• _Task directions_:
Reproduce the passage on online teaching word for word, starting at "If you’re trying" and ending at "that NEEDS it.".

• _Selected excerpt_:
----
If you’re trying to take what you did in person and mirror that online, you’re doing it wrong. You will then lose the advantages of in person learning, while also losing the advantages of online learning.

This is a time to reimagine what a class is?

For example, I teach 3 courses online AP Art History, AP 2D Design, and AP Drawing. I’ve always had my AP 2D Design and AP Drawing students grouped together. They are able to learn from, inspire, and support each other. This year, I’m adding featured workshops that bring all 3 groups together, but only students from the groups that need help with the specific topic.

Our first workshop was about creating a schedule. Online learning brings flexibility, which is great, but only if you know how to make a schedule, which most students (and adults), never learn. This isn’t a subject-specific skill, so everyone is coming together, that NEEDS it.

This allows me to commit to teaching the content once really well. It will also be recorded. Instead of doing it 3 times. It’s also fun for students to get to interact with and meet different students and helps them to understand how knowledge from one class can connect to another.
----
• _Source data_:
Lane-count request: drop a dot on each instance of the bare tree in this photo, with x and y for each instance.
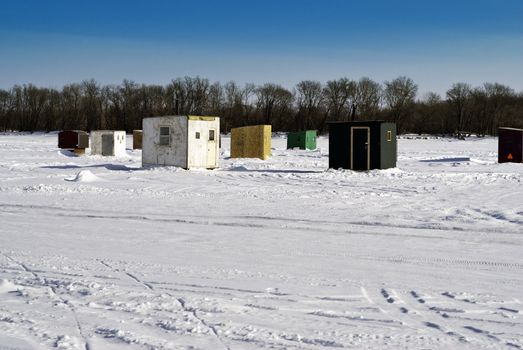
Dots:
----
• _Final answer_:
If you’re trying to take what you did in person and mirror that online, you’re doing it wrong. You will then lose the advantages of in person learning, while also losing the advantages of online learning.

This is a time to reimagine what a class is?

For example, I teach 3 courses online AP Art History, AP 2D Design, and AP Drawing. I’ve always had my AP 2D Design and AP Drawing students grouped together. They are able to learn from, inspire, and support each other. This year, I’m adding featured workshops that bring all 3 groups together, but only students from the groups that need help with the specific topic.

Our first workshop was about creating a schedule. Online learning brings flexibility, which is great, but only if you know how to make a schedule, which most students (and adults), never learn. This isn’t a subject-specific skill, so everyone is coming together, that NEEDS it.